» **PASSAGE GIVEN**:
That is accomplished by your graph search algorithm. You can construct the graph easily by going down your list of arcs (e.g.1.A->B). Read the algorithms for topological ordering. –  Jacob Aug 19 '13 at 13:33
    
I think topological ordering is not sufficient, as B and F having no relationship to one another, they cannot be ordered this way. A priority system must be added, I think using the number of dependency for a given node. –  njzk2 Aug 19 '13 at 13:41
    
Why shouldn't B & F be processed at the same time? –  Jacob Aug 19 '13 at 13:44
1  
Agreed. Topological sorting is totally the proper way to solve the dependence resolution. –  njzk2 Aug 19 '13 at 14:09

Your tasks are an oriented graph with (hopefully) no cycles.

I contains sources and wells (sources being tasks that don't depends (have no inbound edge), wells being tasks that unlock no task (no outbound edge)).

A simple solution would be to give priority to your tasks based on their usefulness (lets call that U.

» **REQUIRED ACTIONS**:
(a) List every timestamp attached to a comment in the thread on topological ordering.
(b) Extend the thread on topological ordering of tasks, picking up after its final sentence.

(Saved data entries)

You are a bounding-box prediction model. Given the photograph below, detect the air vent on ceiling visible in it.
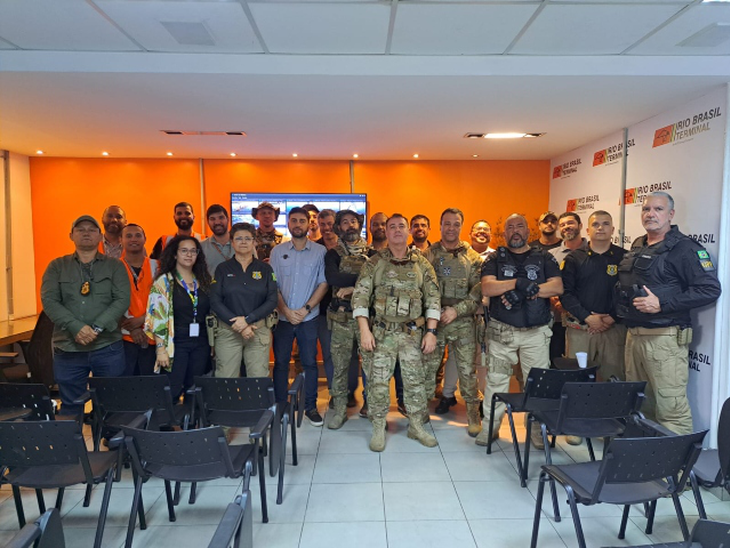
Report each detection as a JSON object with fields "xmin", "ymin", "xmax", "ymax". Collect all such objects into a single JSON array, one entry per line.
[
  {"xmin": 160, "ymin": 129, "xmax": 246, "ymax": 137},
  {"xmin": 160, "ymin": 21, "xmax": 215, "ymax": 46},
  {"xmin": 677, "ymin": 23, "xmax": 730, "ymax": 48}
]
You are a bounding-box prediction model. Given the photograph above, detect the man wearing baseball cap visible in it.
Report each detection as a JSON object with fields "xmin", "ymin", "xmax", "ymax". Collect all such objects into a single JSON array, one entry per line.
[
  {"xmin": 527, "ymin": 211, "xmax": 562, "ymax": 251},
  {"xmin": 41, "ymin": 215, "xmax": 130, "ymax": 415}
]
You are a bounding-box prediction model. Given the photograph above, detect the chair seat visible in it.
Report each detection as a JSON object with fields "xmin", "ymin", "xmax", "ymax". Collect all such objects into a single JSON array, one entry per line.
[
  {"xmin": 5, "ymin": 451, "xmax": 117, "ymax": 489},
  {"xmin": 145, "ymin": 444, "xmax": 256, "ymax": 482},
  {"xmin": 542, "ymin": 461, "xmax": 671, "ymax": 505},
  {"xmin": 692, "ymin": 449, "xmax": 722, "ymax": 487}
]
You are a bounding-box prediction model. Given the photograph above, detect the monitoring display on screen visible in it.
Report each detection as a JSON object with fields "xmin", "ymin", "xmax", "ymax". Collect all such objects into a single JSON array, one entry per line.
[{"xmin": 231, "ymin": 192, "xmax": 368, "ymax": 238}]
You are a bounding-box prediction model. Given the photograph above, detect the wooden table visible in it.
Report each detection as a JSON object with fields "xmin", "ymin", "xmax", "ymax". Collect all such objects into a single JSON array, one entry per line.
[{"xmin": 0, "ymin": 315, "xmax": 38, "ymax": 346}]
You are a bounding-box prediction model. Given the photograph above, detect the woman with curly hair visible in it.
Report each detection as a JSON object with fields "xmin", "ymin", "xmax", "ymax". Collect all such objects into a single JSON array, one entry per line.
[{"xmin": 145, "ymin": 236, "xmax": 211, "ymax": 400}]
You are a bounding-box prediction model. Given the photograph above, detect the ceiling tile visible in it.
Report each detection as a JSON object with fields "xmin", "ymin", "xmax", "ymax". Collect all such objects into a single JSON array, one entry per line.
[
  {"xmin": 629, "ymin": 3, "xmax": 730, "ymax": 55},
  {"xmin": 0, "ymin": 0, "xmax": 139, "ymax": 51},
  {"xmin": 97, "ymin": 0, "xmax": 263, "ymax": 53},
  {"xmin": 510, "ymin": 4, "xmax": 681, "ymax": 55},
  {"xmin": 391, "ymin": 3, "xmax": 537, "ymax": 55},
  {"xmin": 249, "ymin": 2, "xmax": 390, "ymax": 54}
]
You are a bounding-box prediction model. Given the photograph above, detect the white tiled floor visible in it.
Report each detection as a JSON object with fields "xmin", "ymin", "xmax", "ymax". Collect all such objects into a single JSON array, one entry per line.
[{"xmin": 0, "ymin": 386, "xmax": 730, "ymax": 548}]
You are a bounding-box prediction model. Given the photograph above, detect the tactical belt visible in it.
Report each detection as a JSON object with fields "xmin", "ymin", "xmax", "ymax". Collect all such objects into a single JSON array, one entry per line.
[{"xmin": 373, "ymin": 317, "xmax": 426, "ymax": 333}]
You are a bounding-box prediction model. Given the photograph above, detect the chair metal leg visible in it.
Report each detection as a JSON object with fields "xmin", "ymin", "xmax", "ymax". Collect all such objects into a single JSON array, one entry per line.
[
  {"xmin": 165, "ymin": 480, "xmax": 177, "ymax": 521},
  {"xmin": 689, "ymin": 472, "xmax": 707, "ymax": 519},
  {"xmin": 35, "ymin": 489, "xmax": 46, "ymax": 514},
  {"xmin": 94, "ymin": 468, "xmax": 115, "ymax": 548},
  {"xmin": 13, "ymin": 485, "xmax": 25, "ymax": 529},
  {"xmin": 618, "ymin": 504, "xmax": 631, "ymax": 540},
  {"xmin": 530, "ymin": 472, "xmax": 547, "ymax": 548}
]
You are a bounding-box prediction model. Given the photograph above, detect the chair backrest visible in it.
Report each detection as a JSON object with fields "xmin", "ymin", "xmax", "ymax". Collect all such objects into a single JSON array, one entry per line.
[
  {"xmin": 0, "ymin": 421, "xmax": 93, "ymax": 468},
  {"xmin": 194, "ymin": 377, "xmax": 275, "ymax": 426},
  {"xmin": 23, "ymin": 311, "xmax": 56, "ymax": 388},
  {"xmin": 558, "ymin": 381, "xmax": 646, "ymax": 424},
  {"xmin": 89, "ymin": 375, "xmax": 173, "ymax": 414},
  {"xmin": 122, "ymin": 426, "xmax": 233, "ymax": 479},
  {"xmin": 525, "ymin": 367, "xmax": 597, "ymax": 400},
  {"xmin": 601, "ymin": 428, "xmax": 707, "ymax": 487},
  {"xmin": 690, "ymin": 519, "xmax": 730, "ymax": 548},
  {"xmin": 717, "ymin": 398, "xmax": 730, "ymax": 490},
  {"xmin": 0, "ymin": 382, "xmax": 54, "ymax": 421}
]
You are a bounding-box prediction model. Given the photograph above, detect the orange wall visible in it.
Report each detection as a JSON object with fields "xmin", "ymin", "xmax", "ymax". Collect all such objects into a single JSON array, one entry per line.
[{"xmin": 30, "ymin": 158, "xmax": 550, "ymax": 308}]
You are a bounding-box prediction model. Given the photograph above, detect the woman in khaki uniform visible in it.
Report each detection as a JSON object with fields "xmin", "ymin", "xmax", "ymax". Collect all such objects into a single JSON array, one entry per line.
[{"xmin": 210, "ymin": 223, "xmax": 278, "ymax": 377}]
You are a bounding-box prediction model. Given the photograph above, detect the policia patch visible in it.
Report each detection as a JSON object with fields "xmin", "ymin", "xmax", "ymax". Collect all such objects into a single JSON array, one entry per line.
[{"xmin": 697, "ymin": 249, "xmax": 715, "ymax": 272}]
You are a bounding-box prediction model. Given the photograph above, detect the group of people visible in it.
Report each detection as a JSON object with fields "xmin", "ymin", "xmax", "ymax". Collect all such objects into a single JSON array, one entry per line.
[{"xmin": 41, "ymin": 192, "xmax": 720, "ymax": 451}]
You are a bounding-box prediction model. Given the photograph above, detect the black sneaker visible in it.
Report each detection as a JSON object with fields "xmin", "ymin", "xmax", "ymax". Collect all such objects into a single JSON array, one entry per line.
[
  {"xmin": 304, "ymin": 409, "xmax": 324, "ymax": 426},
  {"xmin": 434, "ymin": 396, "xmax": 456, "ymax": 415}
]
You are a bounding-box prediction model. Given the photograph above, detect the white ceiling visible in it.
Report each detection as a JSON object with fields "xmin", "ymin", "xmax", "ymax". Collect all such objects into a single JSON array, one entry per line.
[{"xmin": 0, "ymin": 0, "xmax": 730, "ymax": 160}]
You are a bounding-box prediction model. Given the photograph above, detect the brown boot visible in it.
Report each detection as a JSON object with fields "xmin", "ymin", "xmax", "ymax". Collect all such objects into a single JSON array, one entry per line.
[
  {"xmin": 327, "ymin": 397, "xmax": 347, "ymax": 430},
  {"xmin": 466, "ymin": 402, "xmax": 482, "ymax": 438},
  {"xmin": 370, "ymin": 419, "xmax": 385, "ymax": 453},
  {"xmin": 408, "ymin": 420, "xmax": 439, "ymax": 447}
]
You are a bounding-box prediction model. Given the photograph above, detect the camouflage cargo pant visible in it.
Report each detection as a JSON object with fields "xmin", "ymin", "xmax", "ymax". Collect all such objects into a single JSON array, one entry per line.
[
  {"xmin": 362, "ymin": 327, "xmax": 426, "ymax": 419},
  {"xmin": 420, "ymin": 317, "xmax": 479, "ymax": 402},
  {"xmin": 330, "ymin": 318, "xmax": 360, "ymax": 398}
]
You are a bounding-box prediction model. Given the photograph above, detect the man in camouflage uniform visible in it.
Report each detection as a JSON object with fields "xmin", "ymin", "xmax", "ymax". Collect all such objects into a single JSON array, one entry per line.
[
  {"xmin": 324, "ymin": 209, "xmax": 375, "ymax": 430},
  {"xmin": 352, "ymin": 213, "xmax": 441, "ymax": 451},
  {"xmin": 251, "ymin": 202, "xmax": 288, "ymax": 263},
  {"xmin": 424, "ymin": 207, "xmax": 482, "ymax": 437}
]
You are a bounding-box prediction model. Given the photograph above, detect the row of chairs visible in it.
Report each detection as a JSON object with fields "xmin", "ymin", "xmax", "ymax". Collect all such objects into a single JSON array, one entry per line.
[
  {"xmin": 480, "ymin": 362, "xmax": 730, "ymax": 548},
  {"xmin": 0, "ymin": 376, "xmax": 303, "ymax": 546}
]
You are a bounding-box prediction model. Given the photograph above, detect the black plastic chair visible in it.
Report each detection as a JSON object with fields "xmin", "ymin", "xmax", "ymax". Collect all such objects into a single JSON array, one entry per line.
[
  {"xmin": 5, "ymin": 508, "xmax": 66, "ymax": 548},
  {"xmin": 690, "ymin": 398, "xmax": 730, "ymax": 519},
  {"xmin": 191, "ymin": 377, "xmax": 291, "ymax": 504},
  {"xmin": 530, "ymin": 428, "xmax": 707, "ymax": 548},
  {"xmin": 600, "ymin": 519, "xmax": 730, "ymax": 548},
  {"xmin": 524, "ymin": 381, "xmax": 646, "ymax": 479},
  {"xmin": 208, "ymin": 491, "xmax": 253, "ymax": 548},
  {"xmin": 0, "ymin": 382, "xmax": 55, "ymax": 421},
  {"xmin": 122, "ymin": 410, "xmax": 274, "ymax": 548},
  {"xmin": 487, "ymin": 367, "xmax": 596, "ymax": 487},
  {"xmin": 0, "ymin": 421, "xmax": 117, "ymax": 547}
]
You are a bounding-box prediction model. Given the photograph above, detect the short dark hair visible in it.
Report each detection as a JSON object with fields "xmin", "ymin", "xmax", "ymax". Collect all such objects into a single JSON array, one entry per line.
[
  {"xmin": 205, "ymin": 204, "xmax": 228, "ymax": 219},
  {"xmin": 172, "ymin": 202, "xmax": 195, "ymax": 213},
  {"xmin": 558, "ymin": 211, "xmax": 583, "ymax": 225},
  {"xmin": 410, "ymin": 213, "xmax": 431, "ymax": 228},
  {"xmin": 289, "ymin": 207, "xmax": 309, "ymax": 219},
  {"xmin": 230, "ymin": 223, "xmax": 256, "ymax": 240},
  {"xmin": 439, "ymin": 207, "xmax": 464, "ymax": 223}
]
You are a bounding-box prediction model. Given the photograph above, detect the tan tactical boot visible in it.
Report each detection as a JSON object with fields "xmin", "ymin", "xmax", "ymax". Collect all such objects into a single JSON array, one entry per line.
[
  {"xmin": 408, "ymin": 421, "xmax": 439, "ymax": 447},
  {"xmin": 327, "ymin": 398, "xmax": 347, "ymax": 430},
  {"xmin": 370, "ymin": 419, "xmax": 385, "ymax": 453},
  {"xmin": 466, "ymin": 402, "xmax": 482, "ymax": 438}
]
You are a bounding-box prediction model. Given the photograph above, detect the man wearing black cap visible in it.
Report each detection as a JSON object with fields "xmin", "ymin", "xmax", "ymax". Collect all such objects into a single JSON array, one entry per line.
[
  {"xmin": 41, "ymin": 215, "xmax": 130, "ymax": 415},
  {"xmin": 527, "ymin": 211, "xmax": 562, "ymax": 251},
  {"xmin": 251, "ymin": 202, "xmax": 287, "ymax": 263}
]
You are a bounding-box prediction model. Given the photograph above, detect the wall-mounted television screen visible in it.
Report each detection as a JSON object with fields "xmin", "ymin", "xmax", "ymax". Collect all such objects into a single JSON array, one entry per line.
[{"xmin": 231, "ymin": 192, "xmax": 368, "ymax": 238}]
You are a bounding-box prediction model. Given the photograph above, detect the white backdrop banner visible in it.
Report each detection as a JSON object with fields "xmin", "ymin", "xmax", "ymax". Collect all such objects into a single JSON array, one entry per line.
[{"xmin": 550, "ymin": 86, "xmax": 728, "ymax": 429}]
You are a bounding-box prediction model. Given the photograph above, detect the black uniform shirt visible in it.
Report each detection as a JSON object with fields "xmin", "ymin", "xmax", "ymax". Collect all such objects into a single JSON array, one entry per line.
[
  {"xmin": 560, "ymin": 244, "xmax": 626, "ymax": 322},
  {"xmin": 210, "ymin": 257, "xmax": 279, "ymax": 325}
]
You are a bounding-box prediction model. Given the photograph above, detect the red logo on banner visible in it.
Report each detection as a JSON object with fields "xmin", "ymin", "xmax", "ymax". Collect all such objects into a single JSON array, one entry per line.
[
  {"xmin": 593, "ymin": 149, "xmax": 606, "ymax": 167},
  {"xmin": 651, "ymin": 124, "xmax": 674, "ymax": 148},
  {"xmin": 624, "ymin": 188, "xmax": 636, "ymax": 204}
]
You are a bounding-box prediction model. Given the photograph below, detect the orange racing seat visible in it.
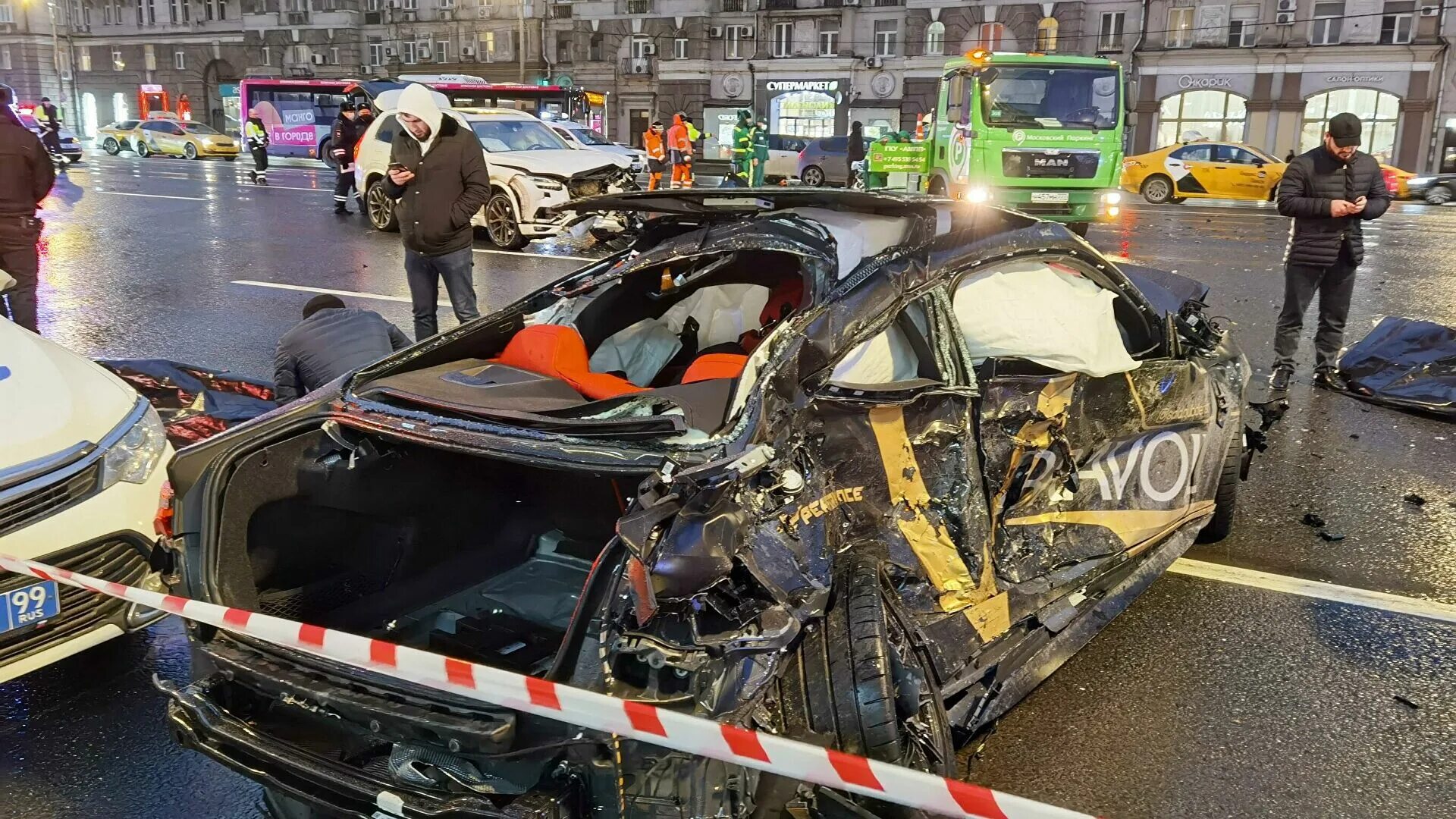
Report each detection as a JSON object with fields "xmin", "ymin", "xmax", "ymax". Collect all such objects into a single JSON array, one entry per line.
[{"xmin": 492, "ymin": 324, "xmax": 646, "ymax": 400}]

» **ANSWERS TO THE EXERCISE**:
(a)
Aug 19 '13 at 13:33
Aug 19 '13 at 13:41
Aug 19 '13 at 13:44
Aug 19 '13 at 14:09

(b)
Typically, starting by the wells, they have a usefulness U = 1, because we want them to finish.

Put all the wells' predecessors in a list L of currently being assessed node.

Then, taking each node in L, it's U value is the sum of the U values of the nodes that depends on him + 1. Put all parents of the current node in the L list.

Loop until all nodes have been treated.

Then, start the task that can be started and have the biggest U value, because it is the one that will unlock the largest number of tasks.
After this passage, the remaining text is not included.